Task brief.
Copy the material below word for word, from the line containing "For every instance of the green foliage, mark" through the line containing "[[542, 205]]", with both of those lines included.

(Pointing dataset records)
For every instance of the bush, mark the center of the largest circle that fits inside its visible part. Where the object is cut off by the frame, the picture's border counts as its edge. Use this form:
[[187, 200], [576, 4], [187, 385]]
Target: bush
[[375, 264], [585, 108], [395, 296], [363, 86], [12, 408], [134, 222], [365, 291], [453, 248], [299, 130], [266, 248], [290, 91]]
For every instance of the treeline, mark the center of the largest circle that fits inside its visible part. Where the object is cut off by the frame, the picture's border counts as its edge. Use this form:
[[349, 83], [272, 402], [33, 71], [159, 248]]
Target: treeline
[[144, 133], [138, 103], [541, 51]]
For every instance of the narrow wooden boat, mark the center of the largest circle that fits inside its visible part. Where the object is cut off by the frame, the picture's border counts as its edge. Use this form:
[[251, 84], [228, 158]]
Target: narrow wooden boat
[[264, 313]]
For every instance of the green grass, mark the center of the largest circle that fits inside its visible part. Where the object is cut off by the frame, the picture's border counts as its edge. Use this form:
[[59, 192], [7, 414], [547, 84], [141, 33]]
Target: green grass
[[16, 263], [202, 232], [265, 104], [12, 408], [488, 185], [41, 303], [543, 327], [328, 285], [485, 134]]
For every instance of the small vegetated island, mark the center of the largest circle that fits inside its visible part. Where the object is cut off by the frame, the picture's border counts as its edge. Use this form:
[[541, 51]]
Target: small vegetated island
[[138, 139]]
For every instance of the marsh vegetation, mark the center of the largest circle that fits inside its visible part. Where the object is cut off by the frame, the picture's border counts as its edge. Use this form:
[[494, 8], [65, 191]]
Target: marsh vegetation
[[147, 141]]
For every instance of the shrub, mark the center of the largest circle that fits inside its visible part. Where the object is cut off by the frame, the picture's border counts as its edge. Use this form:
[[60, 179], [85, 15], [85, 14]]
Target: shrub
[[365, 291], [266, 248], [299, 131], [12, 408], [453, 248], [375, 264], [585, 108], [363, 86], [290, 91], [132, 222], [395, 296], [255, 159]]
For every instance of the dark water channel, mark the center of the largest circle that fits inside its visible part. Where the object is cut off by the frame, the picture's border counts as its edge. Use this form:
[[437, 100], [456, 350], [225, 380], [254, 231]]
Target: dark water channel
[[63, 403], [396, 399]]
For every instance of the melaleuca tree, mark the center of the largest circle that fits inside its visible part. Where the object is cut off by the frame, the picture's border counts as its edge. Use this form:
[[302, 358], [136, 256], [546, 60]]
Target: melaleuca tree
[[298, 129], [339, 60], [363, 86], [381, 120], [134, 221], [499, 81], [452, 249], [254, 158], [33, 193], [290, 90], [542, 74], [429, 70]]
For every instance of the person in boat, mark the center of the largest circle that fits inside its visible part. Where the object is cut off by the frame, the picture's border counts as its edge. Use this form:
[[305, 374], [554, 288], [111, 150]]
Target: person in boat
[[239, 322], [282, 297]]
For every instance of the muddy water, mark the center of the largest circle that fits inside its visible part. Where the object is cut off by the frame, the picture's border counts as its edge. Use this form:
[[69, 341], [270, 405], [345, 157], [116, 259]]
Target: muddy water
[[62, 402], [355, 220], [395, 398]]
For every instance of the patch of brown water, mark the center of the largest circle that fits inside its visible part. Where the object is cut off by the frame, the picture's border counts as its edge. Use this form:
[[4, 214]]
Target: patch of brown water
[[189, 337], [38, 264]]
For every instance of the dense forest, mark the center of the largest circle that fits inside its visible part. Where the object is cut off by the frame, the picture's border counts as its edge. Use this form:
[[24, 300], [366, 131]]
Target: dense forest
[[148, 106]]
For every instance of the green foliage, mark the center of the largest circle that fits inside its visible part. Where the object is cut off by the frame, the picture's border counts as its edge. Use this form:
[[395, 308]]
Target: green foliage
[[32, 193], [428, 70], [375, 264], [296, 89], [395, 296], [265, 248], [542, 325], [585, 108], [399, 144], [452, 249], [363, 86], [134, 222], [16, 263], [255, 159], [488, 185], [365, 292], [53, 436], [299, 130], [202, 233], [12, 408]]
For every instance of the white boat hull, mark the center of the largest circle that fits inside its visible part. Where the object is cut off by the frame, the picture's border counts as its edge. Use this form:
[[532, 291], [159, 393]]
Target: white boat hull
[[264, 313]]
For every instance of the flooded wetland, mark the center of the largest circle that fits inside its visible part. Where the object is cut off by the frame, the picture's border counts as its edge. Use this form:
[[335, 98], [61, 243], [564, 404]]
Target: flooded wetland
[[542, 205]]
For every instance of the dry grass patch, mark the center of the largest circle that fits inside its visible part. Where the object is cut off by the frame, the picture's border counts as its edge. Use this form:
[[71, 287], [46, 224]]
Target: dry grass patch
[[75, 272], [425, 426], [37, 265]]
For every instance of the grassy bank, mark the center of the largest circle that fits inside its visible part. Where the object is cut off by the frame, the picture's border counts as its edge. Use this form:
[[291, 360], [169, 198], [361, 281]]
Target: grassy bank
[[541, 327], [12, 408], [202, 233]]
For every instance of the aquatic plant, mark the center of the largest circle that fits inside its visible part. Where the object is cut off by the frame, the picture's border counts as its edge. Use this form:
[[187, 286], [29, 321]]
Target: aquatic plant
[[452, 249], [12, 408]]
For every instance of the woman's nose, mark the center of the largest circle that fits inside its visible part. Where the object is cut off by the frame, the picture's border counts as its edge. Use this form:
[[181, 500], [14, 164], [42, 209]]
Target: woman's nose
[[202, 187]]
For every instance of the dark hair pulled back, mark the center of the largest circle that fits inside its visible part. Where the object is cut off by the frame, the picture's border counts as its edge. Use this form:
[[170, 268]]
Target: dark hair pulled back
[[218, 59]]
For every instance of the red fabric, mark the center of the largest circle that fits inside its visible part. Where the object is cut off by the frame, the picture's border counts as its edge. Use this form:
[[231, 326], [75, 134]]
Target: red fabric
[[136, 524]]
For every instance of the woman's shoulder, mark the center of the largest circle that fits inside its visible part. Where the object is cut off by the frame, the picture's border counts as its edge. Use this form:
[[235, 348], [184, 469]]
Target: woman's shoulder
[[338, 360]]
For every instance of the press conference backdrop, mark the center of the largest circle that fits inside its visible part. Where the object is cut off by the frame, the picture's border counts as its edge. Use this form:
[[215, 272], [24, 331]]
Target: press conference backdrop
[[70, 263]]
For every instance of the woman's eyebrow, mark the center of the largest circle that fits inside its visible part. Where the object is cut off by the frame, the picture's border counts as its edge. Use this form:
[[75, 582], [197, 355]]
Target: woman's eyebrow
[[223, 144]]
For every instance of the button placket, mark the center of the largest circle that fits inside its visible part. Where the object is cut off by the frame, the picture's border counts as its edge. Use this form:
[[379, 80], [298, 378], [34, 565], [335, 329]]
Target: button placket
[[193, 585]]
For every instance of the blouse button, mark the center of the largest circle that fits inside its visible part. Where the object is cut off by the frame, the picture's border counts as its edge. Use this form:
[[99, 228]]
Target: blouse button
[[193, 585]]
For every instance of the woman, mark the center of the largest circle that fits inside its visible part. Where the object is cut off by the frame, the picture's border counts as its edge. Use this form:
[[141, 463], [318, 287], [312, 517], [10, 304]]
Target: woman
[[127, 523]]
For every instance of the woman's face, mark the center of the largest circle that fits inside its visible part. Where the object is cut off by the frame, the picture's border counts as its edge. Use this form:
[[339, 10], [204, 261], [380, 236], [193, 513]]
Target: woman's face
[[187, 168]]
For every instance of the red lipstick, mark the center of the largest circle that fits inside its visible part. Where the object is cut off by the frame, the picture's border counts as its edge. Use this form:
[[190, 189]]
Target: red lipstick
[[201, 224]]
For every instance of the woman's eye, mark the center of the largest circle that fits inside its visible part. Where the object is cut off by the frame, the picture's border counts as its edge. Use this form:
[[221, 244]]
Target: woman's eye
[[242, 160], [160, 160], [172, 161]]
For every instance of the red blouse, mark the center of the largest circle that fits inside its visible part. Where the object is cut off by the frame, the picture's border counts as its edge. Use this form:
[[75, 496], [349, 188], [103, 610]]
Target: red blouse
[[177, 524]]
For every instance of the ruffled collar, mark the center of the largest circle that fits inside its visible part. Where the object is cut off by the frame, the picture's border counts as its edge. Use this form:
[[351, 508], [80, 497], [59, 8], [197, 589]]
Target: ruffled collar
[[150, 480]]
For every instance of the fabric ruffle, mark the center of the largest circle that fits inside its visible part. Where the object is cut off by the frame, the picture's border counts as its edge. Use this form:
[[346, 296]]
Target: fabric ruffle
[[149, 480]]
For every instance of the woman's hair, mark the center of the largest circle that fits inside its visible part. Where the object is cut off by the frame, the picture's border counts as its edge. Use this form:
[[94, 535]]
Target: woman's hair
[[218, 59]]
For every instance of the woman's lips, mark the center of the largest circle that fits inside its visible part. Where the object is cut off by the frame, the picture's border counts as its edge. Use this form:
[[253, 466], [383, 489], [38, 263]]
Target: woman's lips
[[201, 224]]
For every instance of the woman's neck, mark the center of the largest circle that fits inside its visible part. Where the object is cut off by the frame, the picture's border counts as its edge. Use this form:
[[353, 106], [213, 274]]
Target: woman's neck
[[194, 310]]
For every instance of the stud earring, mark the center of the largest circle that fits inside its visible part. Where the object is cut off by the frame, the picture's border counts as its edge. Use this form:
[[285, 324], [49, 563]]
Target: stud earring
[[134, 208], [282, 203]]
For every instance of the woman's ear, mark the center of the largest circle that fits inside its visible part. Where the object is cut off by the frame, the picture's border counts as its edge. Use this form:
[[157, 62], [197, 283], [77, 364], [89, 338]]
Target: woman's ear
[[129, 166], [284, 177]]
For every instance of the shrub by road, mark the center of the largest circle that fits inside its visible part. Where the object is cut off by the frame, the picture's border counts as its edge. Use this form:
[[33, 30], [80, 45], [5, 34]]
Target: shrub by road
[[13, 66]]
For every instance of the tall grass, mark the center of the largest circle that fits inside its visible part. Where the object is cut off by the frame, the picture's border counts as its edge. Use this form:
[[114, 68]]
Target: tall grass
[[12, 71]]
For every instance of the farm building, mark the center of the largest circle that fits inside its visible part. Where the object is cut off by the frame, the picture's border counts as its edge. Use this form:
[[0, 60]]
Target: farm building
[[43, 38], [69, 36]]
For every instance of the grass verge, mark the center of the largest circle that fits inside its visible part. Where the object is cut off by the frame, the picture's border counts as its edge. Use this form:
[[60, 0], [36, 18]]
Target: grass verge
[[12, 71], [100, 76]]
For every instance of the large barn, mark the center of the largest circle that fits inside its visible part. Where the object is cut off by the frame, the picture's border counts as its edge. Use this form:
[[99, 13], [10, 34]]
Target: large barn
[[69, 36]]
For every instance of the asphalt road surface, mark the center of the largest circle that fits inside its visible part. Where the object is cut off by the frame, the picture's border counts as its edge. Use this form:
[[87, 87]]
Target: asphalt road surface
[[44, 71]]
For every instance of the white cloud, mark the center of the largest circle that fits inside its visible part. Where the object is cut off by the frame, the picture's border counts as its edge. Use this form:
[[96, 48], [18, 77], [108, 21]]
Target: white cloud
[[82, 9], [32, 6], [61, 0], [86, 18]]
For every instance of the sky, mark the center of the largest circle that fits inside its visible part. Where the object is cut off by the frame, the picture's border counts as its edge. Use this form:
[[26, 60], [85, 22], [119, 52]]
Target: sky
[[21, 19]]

Full answer.
For every instance of the green foliage, mark the center of the largest circle that fits inside its visible part. Where the object is cut off by the frame, the picture's border counts as its edge. Use this form:
[[395, 308]]
Target: green foliage
[[32, 193], [428, 70], [375, 264], [296, 89], [395, 296], [265, 248], [542, 325], [585, 108], [399, 144], [452, 249], [363, 86], [134, 222], [16, 263], [255, 159], [488, 185], [365, 292], [53, 436], [299, 130], [202, 233], [12, 408]]
For every instance of the white boat hull, mark the center of the largest circle that fits inside its visible part. Where the object is cut off by the frame, the picture's border counts as its edge. Use this form:
[[532, 291], [159, 393]]
Target: white boat hull
[[264, 313]]
For every instance of the flooded wetland, mark the center of the largest circle that fits inside its visible part. Where the object is cut off by the frame, the picture's border counts as its edge. Use this form:
[[335, 98], [61, 243], [564, 404]]
Target: flooded wetland
[[542, 205]]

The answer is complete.